■ Text excerpt:
____

We have an American Barn,containing 10stables,kitchen,tack rm,toilet and feed room. Upstairs is a mezzanine lounge/office,which leads thru fireproof doors to a specially fireproofed upstairs hay barn. (As the site is on a slope,the hay barn can be loaded from ground level outside,as ground level at the back is at the hay barn level-sorry,diff to explain!) All stables have opening grille windows. There are 2 horse sized exits (manual double doors and an electric shutter)at the front,an emergency horse exit (sliding door) at the back and a pedestrian door at the side. There is a u-shaped, wide gangway all round the interior,plenty of space to tie horses up outside stables& at the tap (&still get others past). The building is steel frame with block and brick interior,the outer being clad in stone on the bottom and timber on the top(a planning stipulation I think.) Temp wise,we get a good thru draught from the front&back doors(&windows) in summer and in winter,the horses inside with the shutter down generate good warmth! There can be condensation on cold to warm days but we don't have anti condensation roof panels,which I gather would prevent this(have looked into it.) Our pipes are all lagged and only had one burst (the horse shower!) at -18C, 2 winters ago. I love everything being indoors - no wind and no snow shovelling!


----------



## lachlanandmarcus (21 November 2012)

digitalangel said:



			Thanks so much for your amazingly thought our reply! Luckily my place doesnt slope much, its fairly flat so should be too much for the groundworks - i hope!!!!! Im going to give saltire stables a call tomorrow, and also JWS as i think they are more local. I already have 4 outdoor stables but hoping i can turn at least two of those into a hay barn/storage area. then have the 4 stable mini barn. I am budgeting around 20k for the barn plus groundwork - does that sound reasonable?
		
Click to expand...

I think that would be ample to do the mini barn and also cover the work on converting the other stables (NB I wouldnt convert them until the planners sign in blood the PP for the new barn..). The 20k might cover the groundworks too. It will depend on the spec but we had quite a few extras. 

NB forgot to say we were originally planning to have rooflights but decided against in  the end as the cutting into the roof sheets would have necessarily slightly increased the risk of leaks because of our mad/wild weather location. But they were an option that was available. The onduline roof is lined with OSB board underneath which helps with insulation and helps to prevent it blowing off - so far it has survived 4-5 years of Cairngorm weather so I wouldnt have any issue with roof spec's with onduline rather than say, tin or fibre cement sheets or something.

Just wanted to do decent posts as when I was doing mine it was so stressful trying to work out the costs and what to do, and its such a lot of money you really only get one shot to get it right!


----------



## lachlanandmarcus (21 November 2012)

Suelin said:



			Lachlanandmarcus that is extremely smart.  Next time, if there is one, I would love something similar.

____

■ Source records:
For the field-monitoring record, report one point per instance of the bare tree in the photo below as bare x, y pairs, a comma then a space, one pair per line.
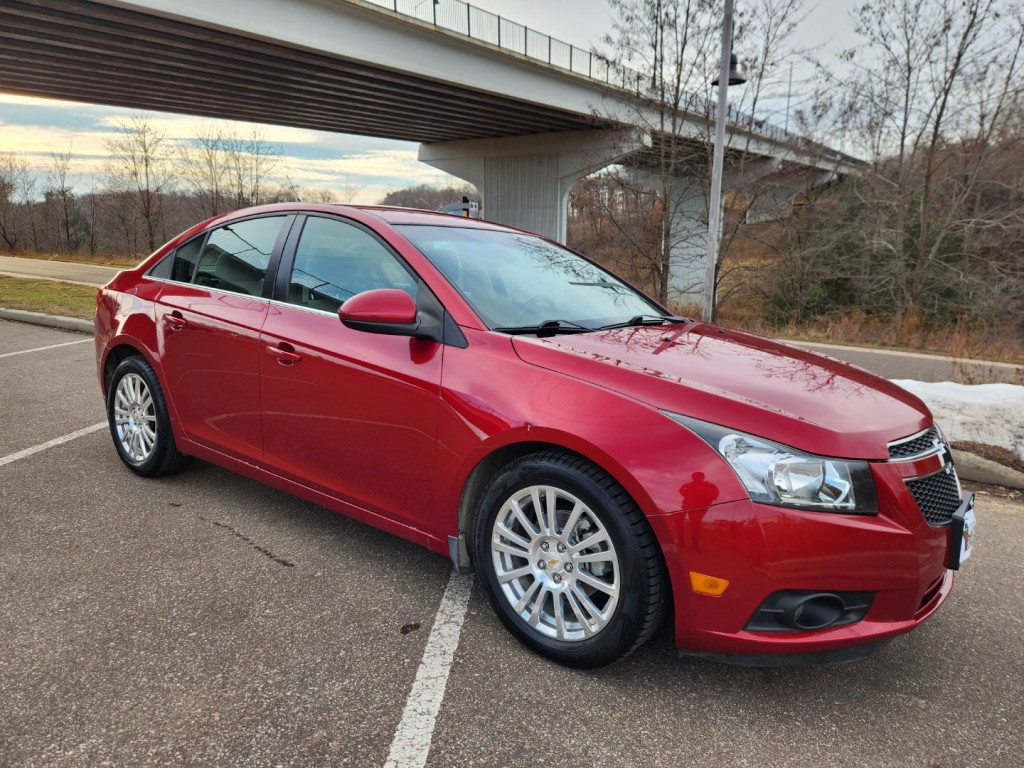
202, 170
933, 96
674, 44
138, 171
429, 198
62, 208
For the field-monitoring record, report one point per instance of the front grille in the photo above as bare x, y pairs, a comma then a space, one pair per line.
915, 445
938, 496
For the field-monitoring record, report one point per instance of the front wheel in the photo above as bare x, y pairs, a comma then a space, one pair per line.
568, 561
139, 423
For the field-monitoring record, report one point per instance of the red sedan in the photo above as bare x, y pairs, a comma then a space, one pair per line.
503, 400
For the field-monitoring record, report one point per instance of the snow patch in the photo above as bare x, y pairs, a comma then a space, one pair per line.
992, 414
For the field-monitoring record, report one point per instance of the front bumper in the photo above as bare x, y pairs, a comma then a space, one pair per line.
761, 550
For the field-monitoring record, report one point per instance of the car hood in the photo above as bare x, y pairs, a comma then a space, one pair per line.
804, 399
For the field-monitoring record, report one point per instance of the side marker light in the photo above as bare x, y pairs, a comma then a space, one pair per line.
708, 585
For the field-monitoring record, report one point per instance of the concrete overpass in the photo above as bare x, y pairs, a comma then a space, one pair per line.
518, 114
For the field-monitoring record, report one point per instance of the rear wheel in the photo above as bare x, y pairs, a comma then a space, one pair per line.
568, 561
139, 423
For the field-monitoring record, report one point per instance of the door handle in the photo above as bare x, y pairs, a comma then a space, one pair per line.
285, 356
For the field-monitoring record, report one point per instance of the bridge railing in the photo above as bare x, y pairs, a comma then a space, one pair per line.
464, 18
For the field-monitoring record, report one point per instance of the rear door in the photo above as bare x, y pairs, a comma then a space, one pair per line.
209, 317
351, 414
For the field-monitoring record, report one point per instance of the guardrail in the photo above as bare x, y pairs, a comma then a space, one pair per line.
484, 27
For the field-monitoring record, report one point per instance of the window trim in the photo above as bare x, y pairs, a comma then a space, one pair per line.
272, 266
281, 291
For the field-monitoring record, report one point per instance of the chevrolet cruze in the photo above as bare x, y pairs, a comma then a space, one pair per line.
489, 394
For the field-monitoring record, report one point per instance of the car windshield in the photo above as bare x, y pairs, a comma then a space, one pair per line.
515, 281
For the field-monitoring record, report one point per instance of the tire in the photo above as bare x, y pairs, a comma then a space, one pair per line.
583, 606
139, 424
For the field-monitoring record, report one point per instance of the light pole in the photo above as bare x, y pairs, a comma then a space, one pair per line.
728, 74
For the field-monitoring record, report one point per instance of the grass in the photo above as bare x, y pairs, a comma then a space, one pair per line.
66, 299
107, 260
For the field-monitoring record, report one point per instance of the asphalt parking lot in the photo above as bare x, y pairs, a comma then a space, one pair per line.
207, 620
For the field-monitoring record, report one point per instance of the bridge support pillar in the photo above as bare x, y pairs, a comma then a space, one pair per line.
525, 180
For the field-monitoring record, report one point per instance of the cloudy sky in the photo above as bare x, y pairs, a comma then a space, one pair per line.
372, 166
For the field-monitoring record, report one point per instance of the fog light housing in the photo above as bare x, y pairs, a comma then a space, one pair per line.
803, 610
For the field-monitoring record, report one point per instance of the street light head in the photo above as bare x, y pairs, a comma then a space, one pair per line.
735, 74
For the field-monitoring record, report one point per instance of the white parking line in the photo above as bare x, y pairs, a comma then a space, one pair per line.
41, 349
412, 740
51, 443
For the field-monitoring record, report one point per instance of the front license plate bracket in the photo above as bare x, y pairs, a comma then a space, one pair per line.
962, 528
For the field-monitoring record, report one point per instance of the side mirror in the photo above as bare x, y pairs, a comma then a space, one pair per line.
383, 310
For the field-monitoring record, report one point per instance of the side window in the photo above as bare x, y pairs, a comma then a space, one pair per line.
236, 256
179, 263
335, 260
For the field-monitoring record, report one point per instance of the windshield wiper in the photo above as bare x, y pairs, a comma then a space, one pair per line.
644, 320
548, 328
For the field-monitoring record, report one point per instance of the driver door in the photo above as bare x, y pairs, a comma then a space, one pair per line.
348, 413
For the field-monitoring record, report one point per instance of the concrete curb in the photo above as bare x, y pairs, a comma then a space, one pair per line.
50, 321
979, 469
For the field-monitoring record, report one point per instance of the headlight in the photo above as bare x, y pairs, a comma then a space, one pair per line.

____

■ Exercise set:
- a) Please answer from the stable barn thread: what is underneath the onduline roof?
- b) Resume the stable barn thread from the point where it stops.

■ Outputs:
- a) OSB board lines the underside of the onduline roof.

- b)
		
Click to expand...

It is slightly less smart after 4 years of Madam Stinky Knickers playing the ancient Chinese game of Whooo Flung Dung up the white walls........:-DDDDD

 (I repaint it every 2 years - Osmo Country Colour which is linseed oil based and copes with our -20 to +30 temps better than normal chemical paint and is safe for the neds)


----------



## LCH611 (22 November 2012)

I have an american barn with 4 internal stables and a tack room with a thick steel door. The building is 15m x 7m and the cost of materials was about £10k. Lovely husband did all the work and managed to salvage some Loddon internal partitions so we didn't pay for those. I don't unfortunately have electricity and the water pressure was a bit feeble so he put in a header tank for me. After years of squelching about in the mud with only 1 stable for emergencies it is unimaginable luxury having a dry indoor space.


----------



## Polotash (22 November 2012)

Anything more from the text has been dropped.